=== WORK REQUIRED ===
Can you repeat every line of the items below word for word, leaving the pictures out of your answer?

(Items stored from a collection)
+++++
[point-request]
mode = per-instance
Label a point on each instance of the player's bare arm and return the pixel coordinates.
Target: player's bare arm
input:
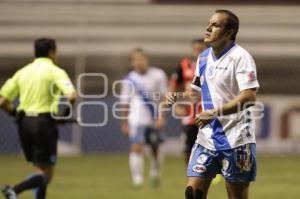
+++++
=== WRITTEN SOLUTION ===
[point-request]
mode = per-instance
Label a point on each instance of the player's bare arm and return the pixel coordinates.
Target: player's bare arm
input:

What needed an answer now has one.